Items stored from a collection

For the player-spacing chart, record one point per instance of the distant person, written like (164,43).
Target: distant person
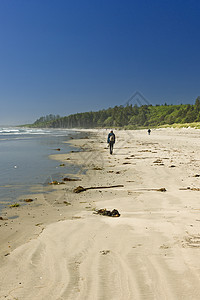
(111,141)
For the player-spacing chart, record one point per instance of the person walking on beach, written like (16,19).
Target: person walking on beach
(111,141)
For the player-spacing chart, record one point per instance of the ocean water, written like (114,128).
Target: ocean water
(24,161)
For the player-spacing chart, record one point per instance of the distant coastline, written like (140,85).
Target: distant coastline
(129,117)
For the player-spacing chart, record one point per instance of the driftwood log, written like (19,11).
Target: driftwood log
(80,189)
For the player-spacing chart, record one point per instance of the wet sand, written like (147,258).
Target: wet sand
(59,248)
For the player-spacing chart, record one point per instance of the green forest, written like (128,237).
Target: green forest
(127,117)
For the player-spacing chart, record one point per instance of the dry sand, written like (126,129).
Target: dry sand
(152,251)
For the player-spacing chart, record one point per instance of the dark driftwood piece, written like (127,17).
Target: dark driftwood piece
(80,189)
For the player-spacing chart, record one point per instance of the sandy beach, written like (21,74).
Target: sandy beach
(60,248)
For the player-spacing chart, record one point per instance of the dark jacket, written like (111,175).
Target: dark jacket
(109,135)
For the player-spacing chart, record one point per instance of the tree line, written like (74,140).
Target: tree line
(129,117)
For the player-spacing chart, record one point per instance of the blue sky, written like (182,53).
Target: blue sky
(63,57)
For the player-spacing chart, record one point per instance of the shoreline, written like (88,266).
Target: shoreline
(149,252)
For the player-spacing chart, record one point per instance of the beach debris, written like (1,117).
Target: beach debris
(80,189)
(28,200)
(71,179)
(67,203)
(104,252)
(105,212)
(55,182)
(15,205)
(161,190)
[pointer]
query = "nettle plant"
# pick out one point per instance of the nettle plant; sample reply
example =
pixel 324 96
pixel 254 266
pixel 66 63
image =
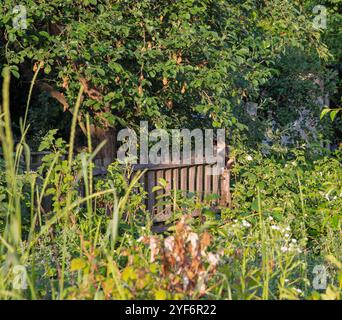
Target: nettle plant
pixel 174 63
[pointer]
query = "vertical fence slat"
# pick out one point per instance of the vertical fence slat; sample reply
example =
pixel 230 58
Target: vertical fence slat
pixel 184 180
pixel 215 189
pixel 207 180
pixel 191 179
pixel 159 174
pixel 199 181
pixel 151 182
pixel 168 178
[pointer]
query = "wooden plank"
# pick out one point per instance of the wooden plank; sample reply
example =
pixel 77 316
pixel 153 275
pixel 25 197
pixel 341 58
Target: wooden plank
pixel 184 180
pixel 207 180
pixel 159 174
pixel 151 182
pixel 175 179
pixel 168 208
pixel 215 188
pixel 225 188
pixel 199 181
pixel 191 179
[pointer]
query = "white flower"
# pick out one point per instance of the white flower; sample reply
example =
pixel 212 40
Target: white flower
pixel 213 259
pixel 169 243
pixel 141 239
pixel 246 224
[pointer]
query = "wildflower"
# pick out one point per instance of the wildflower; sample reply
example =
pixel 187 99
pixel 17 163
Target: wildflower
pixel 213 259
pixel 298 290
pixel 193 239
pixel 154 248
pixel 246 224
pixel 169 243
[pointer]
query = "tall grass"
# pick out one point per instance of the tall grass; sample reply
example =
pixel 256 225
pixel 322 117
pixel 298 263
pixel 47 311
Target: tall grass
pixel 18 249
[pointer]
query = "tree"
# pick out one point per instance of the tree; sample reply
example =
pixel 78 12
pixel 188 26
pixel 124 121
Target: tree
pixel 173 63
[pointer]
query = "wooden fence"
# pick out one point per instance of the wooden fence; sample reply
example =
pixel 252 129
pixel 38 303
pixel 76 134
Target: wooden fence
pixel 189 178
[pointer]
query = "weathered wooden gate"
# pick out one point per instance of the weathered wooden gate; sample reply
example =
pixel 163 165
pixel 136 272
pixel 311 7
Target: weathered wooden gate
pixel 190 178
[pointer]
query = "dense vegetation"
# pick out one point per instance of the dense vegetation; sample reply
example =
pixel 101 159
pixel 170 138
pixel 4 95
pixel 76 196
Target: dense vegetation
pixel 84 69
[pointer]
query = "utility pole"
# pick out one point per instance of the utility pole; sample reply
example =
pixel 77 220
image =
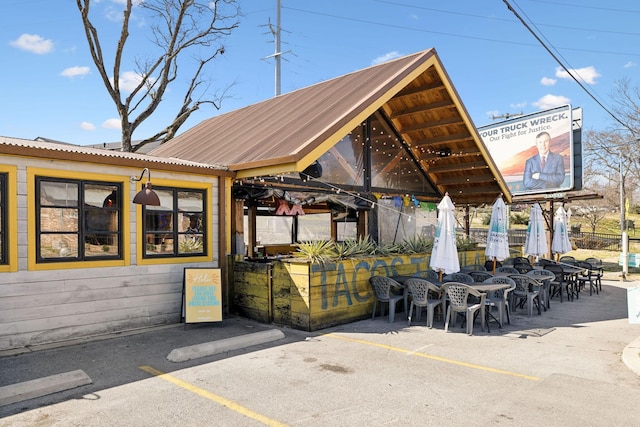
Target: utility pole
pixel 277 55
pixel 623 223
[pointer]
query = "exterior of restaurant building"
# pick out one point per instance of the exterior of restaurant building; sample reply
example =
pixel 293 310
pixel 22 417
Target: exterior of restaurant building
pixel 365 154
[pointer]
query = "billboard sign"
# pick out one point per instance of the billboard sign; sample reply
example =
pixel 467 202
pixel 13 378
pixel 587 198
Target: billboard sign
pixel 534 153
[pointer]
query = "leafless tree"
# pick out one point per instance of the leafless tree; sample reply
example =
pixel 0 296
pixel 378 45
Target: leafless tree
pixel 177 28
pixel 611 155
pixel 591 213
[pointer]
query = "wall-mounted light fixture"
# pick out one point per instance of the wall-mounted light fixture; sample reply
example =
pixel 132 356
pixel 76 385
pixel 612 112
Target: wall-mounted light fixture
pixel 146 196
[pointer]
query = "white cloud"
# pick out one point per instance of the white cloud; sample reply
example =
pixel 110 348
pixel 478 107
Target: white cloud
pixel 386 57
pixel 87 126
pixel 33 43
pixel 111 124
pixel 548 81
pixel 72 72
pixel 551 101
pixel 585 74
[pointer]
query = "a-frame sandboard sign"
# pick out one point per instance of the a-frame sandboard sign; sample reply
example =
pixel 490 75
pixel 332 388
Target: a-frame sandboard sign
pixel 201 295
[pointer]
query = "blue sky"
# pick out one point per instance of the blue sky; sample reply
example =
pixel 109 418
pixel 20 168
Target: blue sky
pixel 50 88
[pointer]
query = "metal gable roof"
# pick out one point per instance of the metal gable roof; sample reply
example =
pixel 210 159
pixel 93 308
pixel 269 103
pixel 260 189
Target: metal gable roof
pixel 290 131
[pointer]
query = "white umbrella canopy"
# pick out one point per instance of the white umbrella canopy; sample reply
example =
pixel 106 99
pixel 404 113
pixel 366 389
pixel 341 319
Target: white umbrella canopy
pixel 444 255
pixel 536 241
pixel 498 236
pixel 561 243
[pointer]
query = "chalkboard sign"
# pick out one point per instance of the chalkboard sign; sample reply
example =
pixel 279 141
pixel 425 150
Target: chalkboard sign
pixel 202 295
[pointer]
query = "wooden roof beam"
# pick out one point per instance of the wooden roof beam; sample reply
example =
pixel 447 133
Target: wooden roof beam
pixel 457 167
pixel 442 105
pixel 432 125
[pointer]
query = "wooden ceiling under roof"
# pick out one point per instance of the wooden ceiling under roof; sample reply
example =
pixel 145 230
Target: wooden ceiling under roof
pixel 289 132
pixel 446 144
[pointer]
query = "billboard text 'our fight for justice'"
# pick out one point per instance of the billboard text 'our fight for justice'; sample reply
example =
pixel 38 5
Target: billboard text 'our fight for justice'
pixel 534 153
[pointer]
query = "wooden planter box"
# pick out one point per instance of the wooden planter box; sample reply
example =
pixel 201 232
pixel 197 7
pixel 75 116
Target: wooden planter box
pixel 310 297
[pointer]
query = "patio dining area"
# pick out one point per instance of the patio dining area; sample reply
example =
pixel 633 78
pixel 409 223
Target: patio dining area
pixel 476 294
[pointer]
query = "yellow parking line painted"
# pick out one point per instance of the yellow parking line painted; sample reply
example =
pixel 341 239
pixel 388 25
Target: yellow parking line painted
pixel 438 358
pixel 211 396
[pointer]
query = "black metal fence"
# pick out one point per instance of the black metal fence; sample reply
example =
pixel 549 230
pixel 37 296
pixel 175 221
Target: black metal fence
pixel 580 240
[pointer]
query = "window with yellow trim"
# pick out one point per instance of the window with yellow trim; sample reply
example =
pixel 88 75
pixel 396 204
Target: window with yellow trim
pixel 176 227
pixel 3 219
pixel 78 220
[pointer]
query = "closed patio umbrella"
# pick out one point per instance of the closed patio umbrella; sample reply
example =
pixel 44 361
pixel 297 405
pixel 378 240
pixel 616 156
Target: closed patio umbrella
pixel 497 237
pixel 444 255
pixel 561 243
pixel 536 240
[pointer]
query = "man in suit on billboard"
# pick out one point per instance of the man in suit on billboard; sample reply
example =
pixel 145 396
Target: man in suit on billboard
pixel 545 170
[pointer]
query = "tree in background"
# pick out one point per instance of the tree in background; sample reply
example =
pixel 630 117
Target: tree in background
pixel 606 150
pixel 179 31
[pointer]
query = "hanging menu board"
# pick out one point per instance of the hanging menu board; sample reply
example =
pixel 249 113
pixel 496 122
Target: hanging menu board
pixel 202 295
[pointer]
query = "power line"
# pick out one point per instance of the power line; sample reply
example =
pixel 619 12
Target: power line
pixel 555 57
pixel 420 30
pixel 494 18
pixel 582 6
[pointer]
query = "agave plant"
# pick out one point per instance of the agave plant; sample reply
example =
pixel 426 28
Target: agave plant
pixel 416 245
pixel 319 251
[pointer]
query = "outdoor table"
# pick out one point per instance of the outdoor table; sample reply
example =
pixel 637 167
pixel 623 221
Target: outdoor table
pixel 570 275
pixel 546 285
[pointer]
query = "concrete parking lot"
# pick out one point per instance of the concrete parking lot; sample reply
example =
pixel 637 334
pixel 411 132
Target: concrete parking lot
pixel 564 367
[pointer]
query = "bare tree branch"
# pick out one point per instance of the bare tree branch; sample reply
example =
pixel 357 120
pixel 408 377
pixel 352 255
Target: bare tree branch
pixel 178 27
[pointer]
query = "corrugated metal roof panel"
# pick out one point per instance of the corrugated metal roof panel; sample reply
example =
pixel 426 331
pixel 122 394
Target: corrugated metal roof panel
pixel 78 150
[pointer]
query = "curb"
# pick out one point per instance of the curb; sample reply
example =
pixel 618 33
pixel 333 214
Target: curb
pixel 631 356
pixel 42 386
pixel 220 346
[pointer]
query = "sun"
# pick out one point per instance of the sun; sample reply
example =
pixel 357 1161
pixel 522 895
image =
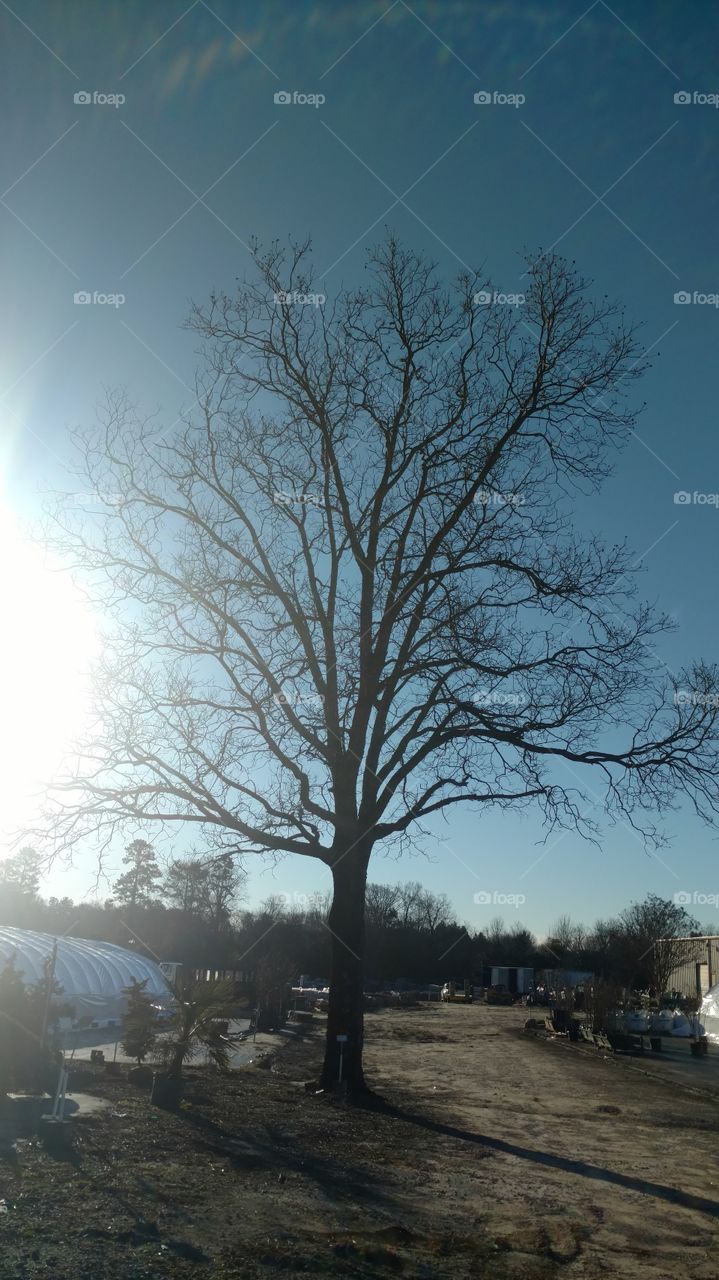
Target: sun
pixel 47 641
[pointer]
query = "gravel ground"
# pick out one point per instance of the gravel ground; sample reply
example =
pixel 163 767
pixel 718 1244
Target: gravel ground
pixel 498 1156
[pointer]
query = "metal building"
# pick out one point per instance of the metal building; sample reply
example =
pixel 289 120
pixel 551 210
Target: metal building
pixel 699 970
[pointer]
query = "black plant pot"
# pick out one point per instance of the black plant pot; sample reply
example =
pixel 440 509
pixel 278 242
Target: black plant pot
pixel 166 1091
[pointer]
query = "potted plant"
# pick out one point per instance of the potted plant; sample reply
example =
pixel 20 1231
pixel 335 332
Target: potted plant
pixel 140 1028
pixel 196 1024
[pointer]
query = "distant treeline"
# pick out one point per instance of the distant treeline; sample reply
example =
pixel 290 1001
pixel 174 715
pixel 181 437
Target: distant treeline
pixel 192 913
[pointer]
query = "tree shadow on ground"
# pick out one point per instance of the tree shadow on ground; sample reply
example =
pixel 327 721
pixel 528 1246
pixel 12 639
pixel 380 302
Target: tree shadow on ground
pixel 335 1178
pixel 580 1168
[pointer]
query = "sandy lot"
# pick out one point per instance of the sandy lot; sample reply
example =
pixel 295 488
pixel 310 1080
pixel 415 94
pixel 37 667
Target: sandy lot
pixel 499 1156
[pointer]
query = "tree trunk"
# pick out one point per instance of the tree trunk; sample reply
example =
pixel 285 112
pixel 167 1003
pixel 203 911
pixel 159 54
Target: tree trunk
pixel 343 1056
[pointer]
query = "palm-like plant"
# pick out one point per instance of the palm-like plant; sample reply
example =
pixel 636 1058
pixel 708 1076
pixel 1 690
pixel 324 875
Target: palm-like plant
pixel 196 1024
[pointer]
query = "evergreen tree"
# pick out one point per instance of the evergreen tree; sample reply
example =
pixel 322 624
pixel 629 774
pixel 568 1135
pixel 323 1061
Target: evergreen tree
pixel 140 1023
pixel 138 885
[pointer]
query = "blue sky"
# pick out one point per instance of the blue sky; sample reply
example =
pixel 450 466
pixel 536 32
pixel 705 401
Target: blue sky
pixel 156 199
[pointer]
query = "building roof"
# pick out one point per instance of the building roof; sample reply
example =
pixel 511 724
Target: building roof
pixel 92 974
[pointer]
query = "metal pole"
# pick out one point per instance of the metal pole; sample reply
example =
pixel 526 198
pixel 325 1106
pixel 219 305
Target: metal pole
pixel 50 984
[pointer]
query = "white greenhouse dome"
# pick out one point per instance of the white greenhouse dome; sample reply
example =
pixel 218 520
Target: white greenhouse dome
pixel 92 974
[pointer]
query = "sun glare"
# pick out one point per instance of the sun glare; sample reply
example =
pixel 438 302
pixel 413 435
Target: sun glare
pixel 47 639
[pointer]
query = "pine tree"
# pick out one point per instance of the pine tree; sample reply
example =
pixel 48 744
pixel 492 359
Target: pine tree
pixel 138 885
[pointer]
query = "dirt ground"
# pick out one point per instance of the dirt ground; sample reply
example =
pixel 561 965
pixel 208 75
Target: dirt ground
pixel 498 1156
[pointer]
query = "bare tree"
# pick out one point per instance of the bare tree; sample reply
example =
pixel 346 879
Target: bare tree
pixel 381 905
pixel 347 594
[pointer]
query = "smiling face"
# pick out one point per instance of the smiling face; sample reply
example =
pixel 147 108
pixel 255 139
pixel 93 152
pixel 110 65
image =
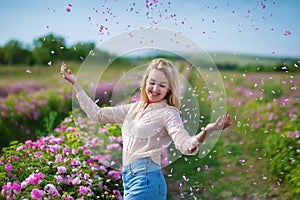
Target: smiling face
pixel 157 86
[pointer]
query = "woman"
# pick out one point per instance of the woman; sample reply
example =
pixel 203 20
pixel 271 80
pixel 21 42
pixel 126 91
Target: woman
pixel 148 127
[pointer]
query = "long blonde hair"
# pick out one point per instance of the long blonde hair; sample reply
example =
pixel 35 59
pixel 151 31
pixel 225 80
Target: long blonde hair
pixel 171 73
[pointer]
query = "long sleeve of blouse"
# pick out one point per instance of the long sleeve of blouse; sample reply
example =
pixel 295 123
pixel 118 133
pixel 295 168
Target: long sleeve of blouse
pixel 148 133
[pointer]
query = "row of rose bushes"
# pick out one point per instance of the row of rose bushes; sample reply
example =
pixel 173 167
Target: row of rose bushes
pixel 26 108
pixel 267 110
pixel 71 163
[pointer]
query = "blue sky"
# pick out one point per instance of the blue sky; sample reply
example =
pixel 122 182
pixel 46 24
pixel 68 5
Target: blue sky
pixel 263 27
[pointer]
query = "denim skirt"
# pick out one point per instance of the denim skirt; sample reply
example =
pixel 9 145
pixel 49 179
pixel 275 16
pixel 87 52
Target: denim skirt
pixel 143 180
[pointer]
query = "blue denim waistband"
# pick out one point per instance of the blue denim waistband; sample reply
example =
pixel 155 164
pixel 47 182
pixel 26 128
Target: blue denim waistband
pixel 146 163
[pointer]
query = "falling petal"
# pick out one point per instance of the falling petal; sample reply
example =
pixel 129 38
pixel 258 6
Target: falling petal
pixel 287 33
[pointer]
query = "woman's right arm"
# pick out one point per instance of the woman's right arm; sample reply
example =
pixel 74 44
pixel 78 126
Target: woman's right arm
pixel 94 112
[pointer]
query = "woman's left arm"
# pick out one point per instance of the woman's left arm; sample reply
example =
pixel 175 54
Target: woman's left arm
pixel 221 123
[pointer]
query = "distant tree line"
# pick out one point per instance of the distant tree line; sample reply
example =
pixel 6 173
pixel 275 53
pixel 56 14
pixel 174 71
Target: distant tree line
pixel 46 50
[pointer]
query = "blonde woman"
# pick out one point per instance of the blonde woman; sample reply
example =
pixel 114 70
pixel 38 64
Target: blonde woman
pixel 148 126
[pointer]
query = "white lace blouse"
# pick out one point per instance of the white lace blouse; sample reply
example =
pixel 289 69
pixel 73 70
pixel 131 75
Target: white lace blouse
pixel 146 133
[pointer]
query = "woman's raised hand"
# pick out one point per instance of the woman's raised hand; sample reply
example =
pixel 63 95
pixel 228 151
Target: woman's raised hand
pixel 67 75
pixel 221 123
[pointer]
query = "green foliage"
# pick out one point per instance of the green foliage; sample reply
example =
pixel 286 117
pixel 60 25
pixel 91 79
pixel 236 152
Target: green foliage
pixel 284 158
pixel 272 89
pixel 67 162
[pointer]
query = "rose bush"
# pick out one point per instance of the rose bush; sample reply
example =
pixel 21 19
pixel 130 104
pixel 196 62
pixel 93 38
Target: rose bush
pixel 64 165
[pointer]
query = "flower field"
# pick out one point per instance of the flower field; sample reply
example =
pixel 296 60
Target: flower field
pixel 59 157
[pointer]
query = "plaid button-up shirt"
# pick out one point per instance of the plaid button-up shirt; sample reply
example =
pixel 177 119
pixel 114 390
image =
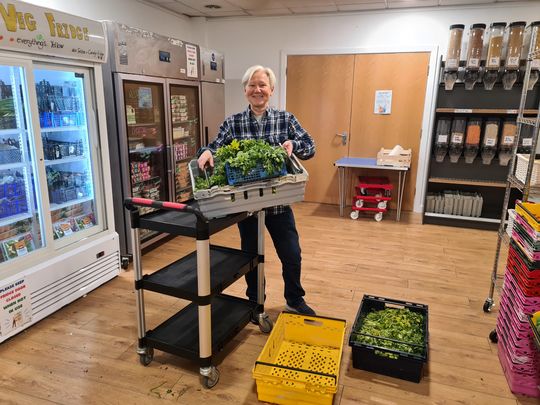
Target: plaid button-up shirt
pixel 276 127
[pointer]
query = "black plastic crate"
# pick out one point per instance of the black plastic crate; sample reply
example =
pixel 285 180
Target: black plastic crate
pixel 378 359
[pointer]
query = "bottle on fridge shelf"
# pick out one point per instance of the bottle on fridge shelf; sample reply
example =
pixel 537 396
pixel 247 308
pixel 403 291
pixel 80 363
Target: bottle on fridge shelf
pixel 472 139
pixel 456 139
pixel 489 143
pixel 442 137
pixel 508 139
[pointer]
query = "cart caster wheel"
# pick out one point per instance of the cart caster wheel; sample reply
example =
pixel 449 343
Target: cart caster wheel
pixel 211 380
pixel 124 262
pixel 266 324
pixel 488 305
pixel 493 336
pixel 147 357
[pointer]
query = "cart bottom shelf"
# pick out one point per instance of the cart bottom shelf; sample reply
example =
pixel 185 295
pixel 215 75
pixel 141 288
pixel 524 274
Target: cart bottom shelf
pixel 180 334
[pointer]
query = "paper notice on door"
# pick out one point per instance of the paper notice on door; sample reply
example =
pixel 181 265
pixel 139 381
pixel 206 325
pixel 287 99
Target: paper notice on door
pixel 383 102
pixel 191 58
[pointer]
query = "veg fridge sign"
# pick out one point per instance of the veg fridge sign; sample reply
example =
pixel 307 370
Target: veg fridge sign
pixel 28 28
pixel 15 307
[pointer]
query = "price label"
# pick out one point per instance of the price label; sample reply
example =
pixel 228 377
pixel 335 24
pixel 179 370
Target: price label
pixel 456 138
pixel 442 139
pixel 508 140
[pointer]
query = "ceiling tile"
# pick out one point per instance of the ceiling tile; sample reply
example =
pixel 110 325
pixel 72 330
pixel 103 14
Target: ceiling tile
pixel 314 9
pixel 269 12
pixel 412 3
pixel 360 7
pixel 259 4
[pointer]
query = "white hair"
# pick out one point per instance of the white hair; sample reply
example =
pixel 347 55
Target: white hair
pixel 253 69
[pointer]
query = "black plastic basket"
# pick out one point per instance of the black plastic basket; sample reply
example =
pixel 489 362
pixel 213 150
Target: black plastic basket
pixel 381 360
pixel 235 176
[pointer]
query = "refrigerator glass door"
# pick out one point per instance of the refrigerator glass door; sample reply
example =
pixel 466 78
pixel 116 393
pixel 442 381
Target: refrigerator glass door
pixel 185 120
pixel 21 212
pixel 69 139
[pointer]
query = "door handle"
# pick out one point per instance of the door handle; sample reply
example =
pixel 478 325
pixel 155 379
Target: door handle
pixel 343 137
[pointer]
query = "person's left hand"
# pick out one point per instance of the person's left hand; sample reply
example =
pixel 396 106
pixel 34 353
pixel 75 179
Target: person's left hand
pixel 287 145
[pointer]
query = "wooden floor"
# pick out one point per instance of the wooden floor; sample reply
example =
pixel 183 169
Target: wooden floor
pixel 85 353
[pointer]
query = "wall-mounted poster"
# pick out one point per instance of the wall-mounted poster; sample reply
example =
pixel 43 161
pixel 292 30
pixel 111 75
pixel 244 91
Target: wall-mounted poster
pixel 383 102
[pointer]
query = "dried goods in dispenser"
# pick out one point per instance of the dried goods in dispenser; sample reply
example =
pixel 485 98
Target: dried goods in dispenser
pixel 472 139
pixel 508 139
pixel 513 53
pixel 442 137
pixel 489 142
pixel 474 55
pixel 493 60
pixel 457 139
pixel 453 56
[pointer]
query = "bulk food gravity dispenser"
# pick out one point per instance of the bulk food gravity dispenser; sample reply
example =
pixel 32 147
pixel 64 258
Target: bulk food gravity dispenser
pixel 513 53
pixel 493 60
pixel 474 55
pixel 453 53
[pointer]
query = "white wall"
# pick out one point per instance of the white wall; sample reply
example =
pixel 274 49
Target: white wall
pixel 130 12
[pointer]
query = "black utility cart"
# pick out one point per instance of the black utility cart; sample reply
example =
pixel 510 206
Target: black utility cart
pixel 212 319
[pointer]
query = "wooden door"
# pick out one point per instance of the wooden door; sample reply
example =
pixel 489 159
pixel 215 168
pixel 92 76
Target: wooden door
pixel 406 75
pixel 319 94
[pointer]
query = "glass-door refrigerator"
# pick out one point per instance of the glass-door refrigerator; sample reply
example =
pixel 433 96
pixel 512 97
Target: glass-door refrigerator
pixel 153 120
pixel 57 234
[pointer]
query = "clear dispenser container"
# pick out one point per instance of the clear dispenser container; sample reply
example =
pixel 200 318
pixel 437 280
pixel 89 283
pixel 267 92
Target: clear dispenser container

## Exercise goal
Count the lines in the entries above that contain the string "grass". Reply with the number only.

## Task output
3